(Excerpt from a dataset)
-------------------------

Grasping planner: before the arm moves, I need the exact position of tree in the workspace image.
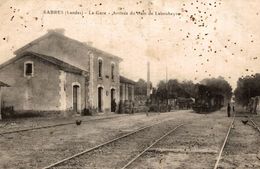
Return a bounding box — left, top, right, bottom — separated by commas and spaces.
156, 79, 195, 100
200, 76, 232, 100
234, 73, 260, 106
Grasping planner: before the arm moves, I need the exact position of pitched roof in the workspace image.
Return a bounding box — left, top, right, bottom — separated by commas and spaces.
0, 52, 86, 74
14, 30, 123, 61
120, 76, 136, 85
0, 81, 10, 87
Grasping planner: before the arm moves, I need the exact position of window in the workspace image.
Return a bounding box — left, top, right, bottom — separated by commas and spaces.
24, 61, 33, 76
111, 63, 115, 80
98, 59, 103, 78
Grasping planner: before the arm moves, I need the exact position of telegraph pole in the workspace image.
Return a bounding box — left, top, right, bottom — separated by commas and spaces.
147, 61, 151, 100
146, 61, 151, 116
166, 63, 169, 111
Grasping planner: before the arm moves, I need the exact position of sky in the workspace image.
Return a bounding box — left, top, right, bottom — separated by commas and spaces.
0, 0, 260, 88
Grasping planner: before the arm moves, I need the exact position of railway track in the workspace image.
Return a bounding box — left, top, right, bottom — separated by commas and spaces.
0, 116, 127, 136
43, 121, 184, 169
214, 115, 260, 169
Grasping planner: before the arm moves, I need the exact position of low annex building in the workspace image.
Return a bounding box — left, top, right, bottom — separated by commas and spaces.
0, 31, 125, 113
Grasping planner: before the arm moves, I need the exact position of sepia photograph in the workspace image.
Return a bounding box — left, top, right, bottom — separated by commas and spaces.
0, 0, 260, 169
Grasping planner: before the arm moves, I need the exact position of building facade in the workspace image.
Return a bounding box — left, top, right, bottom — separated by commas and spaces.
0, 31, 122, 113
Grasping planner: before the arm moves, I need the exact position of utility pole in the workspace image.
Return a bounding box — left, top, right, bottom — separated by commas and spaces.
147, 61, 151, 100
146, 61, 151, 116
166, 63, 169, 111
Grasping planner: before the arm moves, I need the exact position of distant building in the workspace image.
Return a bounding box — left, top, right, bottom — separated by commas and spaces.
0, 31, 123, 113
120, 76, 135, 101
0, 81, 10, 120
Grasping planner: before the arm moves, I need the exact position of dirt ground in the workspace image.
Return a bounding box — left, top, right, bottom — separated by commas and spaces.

-------------------------

[EXERCISE]
Rewrite all of the material above as a Markdown table with two columns, Row and Line, giving each line its own numbered row. Skip blank lines and leave the pictures out.

[EXERCISE RESPONSE]
| Row | Line |
|---|---|
| 1 | Grasping planner: before the arm moves, I need the exact position of tree in the workspace image. |
| 2 | Return a bounding box — left, top, right, bottom — separated by commas and spaces. |
| 3 | 156, 79, 195, 100 |
| 4 | 200, 76, 232, 100 |
| 5 | 234, 73, 260, 106 |
| 6 | Grasping planner: before the arm moves, I need the exact position of pitched roof in the workspace image. |
| 7 | Return a bounding box — left, top, right, bottom — separated by commas and spaces. |
| 8 | 0, 52, 86, 74 |
| 9 | 14, 30, 123, 61 |
| 10 | 120, 76, 136, 85 |
| 11 | 0, 81, 10, 87 |
| 12 | Grasping planner: before the arm moves, I need the exact position of window in the workspace image. |
| 13 | Return a bounding box — left, top, right, bottom — separated by commas and spaces. |
| 14 | 24, 61, 33, 76 |
| 15 | 111, 63, 115, 80 |
| 16 | 98, 59, 103, 78 |
| 17 | Grasping planner: before the arm moves, I need the exact position of telegraph pole in the workspace image. |
| 18 | Return a bounding box — left, top, right, bottom — separated by commas and spaces. |
| 19 | 147, 61, 151, 100 |
| 20 | 146, 61, 151, 116 |
| 21 | 166, 63, 169, 111 |
| 22 | Grasping planner: before the arm moves, I need the exact position of sky in the workspace image. |
| 23 | Return a bounding box — left, top, right, bottom — separated by commas and spaces. |
| 24 | 0, 0, 260, 88 |
| 25 | Grasping planner: before the arm moves, I need the exact position of railway track in the workspace image. |
| 26 | Return a bounding box — left, top, right, bottom — separated by commas and spaces. |
| 27 | 0, 116, 127, 136 |
| 28 | 43, 121, 184, 169 |
| 29 | 214, 115, 260, 169 |
| 30 | Grasping planner: before the arm moves, I need the exact position of low annex building in the workspace image. |
| 31 | Return a bounding box — left, top, right, bottom — separated by commas and spaces. |
| 32 | 0, 31, 125, 113 |
| 33 | Grasping planner: before the arm moves, I need the exact position of sepia photograph in the workspace image. |
| 34 | Return a bounding box — left, top, right, bottom — separated by commas and spaces. |
| 35 | 0, 0, 260, 169 |
| 36 | Grasping planner: before the arm moves, I need the exact position of building facade in the workspace image. |
| 37 | Return a bounding box — left, top, right, bottom — separated by commas and spaces. |
| 38 | 0, 31, 122, 113 |
| 39 | Grasping planner: before the arm moves, I need the exact position of utility pole in the workspace image. |
| 40 | Return a bounding box — left, top, right, bottom — separated by commas and spaces. |
| 41 | 147, 61, 151, 100 |
| 42 | 146, 61, 151, 116 |
| 43 | 166, 63, 169, 111 |
| 44 | Grasping planner: before the arm moves, I need the exact position of distant building in the workspace image. |
| 45 | Return a bounding box — left, top, right, bottom — separated by commas and spaces. |
| 46 | 0, 31, 123, 113 |
| 47 | 120, 76, 135, 101 |
| 48 | 0, 81, 10, 120 |
| 49 | Grasping planner: before the arm moves, I need the exact position of dirt ground in the workspace image. |
| 50 | Return a bounding box — left, top, right, bottom — separated by commas and spaces. |